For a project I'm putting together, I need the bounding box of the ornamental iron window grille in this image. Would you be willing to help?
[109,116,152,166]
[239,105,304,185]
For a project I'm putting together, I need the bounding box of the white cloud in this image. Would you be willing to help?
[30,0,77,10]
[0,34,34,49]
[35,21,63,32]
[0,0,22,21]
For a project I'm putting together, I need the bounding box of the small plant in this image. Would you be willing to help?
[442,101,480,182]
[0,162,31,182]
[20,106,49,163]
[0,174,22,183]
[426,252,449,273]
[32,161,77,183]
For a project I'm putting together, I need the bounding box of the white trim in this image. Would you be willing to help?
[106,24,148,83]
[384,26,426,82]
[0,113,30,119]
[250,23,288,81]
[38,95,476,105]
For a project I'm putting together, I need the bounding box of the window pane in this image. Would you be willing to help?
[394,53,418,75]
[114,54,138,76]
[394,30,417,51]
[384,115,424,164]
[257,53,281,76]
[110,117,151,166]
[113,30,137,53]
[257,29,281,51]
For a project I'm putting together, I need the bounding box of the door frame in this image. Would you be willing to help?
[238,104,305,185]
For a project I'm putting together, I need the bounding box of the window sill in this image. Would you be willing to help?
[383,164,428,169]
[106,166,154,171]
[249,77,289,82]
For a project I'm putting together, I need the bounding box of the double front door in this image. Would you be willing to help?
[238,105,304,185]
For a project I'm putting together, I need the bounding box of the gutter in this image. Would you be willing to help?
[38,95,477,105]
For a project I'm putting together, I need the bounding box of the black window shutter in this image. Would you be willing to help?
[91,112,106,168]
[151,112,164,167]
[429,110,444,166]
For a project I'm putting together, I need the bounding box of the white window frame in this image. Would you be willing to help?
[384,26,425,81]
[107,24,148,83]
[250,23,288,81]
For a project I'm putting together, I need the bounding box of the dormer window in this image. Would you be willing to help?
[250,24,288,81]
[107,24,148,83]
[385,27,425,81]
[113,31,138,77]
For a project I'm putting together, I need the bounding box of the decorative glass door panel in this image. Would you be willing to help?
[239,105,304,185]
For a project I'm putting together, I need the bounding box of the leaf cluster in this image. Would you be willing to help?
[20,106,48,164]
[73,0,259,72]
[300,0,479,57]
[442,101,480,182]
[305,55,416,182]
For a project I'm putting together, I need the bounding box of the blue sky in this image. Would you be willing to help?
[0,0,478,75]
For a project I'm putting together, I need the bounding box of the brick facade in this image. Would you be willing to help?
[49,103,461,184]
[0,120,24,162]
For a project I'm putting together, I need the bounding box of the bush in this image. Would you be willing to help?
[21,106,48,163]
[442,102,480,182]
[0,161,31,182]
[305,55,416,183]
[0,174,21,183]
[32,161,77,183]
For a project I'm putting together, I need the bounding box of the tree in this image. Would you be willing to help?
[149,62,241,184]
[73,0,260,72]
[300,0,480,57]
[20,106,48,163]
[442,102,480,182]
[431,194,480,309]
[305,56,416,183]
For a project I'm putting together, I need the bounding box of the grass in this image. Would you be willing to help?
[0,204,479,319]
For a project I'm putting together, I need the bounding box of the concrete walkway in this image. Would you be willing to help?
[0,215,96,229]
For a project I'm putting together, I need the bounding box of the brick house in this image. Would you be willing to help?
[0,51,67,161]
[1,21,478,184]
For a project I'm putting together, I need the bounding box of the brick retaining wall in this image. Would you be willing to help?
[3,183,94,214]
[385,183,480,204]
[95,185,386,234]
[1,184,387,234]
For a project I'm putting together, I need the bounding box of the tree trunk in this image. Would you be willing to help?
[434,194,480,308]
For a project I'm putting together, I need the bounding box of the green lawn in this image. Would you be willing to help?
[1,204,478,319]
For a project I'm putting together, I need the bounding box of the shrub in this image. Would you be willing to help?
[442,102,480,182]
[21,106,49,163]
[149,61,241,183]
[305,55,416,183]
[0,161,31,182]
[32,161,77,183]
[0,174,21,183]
★ ★ ★ ★ ★ ★ ★
Return the full listing. Leave every word as it stands.

For a project I'm putting together, I need the bounding box of the ornamental iron window grille in this image. Would you be willing to help?
[109,116,152,166]
[239,105,304,185]
For a project I'm putting together, I need the bounding box of the white cloud in this image. Would you be willing to help?
[30,0,77,10]
[0,34,34,49]
[35,21,63,32]
[0,0,22,21]
For a project I'm putting together, I need the bounding box of the small plant in this image. Would you be willing to help?
[442,101,480,182]
[0,162,31,182]
[20,106,49,163]
[0,174,22,183]
[426,252,449,273]
[32,161,77,183]
For a project I'm putting together, I need the bounding box of the white trim in this image. Would you be willing to help?
[106,24,148,83]
[384,26,426,82]
[0,113,30,119]
[250,23,288,81]
[38,95,476,105]
For a project I'm putting together, I need the bounding box of the window pane in this image. Would you be willing to help?
[394,53,418,75]
[114,54,138,76]
[394,30,417,51]
[384,115,424,164]
[257,53,281,76]
[110,117,151,166]
[113,30,137,53]
[257,29,281,51]
For a project I'm putting together, I need the bounding box of the door frame in this image. Would you be willing to help?
[238,104,305,185]
For a project I'm putting together, I need the bounding box of the window sill in this image. Would you be willing to help?
[383,164,428,169]
[106,166,154,171]
[249,77,289,82]
For a project I'm putting together, I need the bounding box of the double front door in this image. Would you be willing to help?
[238,105,304,185]
For a project I'm putting together, I need the bounding box of the gutter in this image. Would you be willing to help?
[38,95,477,105]
For a project I'm putting together, I need the bounding box of the black window shutter in this image. Would you be willing to help?
[91,112,106,168]
[151,112,164,167]
[429,110,444,166]
For a project I'm putting together, I need the bounding box of the white window frame in this image. Would you be willing to help?
[384,26,425,81]
[107,24,148,83]
[250,23,288,81]
For a project I'm putting together, I need the bounding box of the dormer window in this image. Would you be willing to help?
[250,24,288,81]
[107,24,148,83]
[385,27,425,81]
[113,31,138,77]
For a project I'm putting together, I need the bounding box of the decorative glass door panel in this image. Would you be willing to help?
[239,105,304,185]
For a project I'm putting together, I need the bounding box of the leaf cluster in this image. Would you be willing to help?
[20,106,48,164]
[73,0,259,72]
[300,0,479,57]
[442,101,480,182]
[305,55,416,182]
For a project I'm putting together, I need the bounding box of the blue sky in this image. Would you be willing to help?
[0,0,478,75]
For a project I'm putting together, I need the bounding box of the brick facade in this image. Would you be willing to help?
[49,103,461,184]
[0,120,24,162]
For a project I'm putting together, I need the bounding box of the bush in this image. Would you be willing to help?
[21,106,48,163]
[442,102,480,182]
[0,161,31,182]
[305,55,416,183]
[0,174,21,183]
[32,161,77,183]
For a project I'm putting together, I need the bounding box of the tree in this image. Would you be willing to help?
[149,62,241,184]
[73,0,260,72]
[300,0,480,57]
[20,106,48,163]
[442,102,480,182]
[431,194,480,309]
[305,56,416,183]
For a project I'm putting together, I need the bounding box of the grass in this image. Would you be willing to help?
[0,204,479,319]
For a project I'm putting together, I need the bounding box of the concrete walkway in this image. Would you be willing to help?
[0,215,96,229]
For a project I'm putting together, I need the bounding box of the brick house in this image. Would you be willing to help?
[0,51,67,161]
[1,21,478,184]
For a project I'm putting together, I need the bounding box of the brick retaining wall in this image. Would you be willing to help?
[3,183,94,214]
[385,183,480,204]
[95,185,386,234]
[1,184,387,234]
For a project I'm putting together, I need the bounding box of the tree trunk in this image. Would you be willing to help?
[434,194,480,308]
For a project I'm putting together, I need the bounding box of the green lawn in this image. Would you be willing to help?
[1,204,478,319]
For a project I'm putting together, I need the bounding box of the shrub in this image. Would you be willing to help?
[442,102,480,182]
[21,106,49,163]
[149,61,241,183]
[305,55,416,183]
[0,161,31,182]
[32,161,77,183]
[0,174,21,183]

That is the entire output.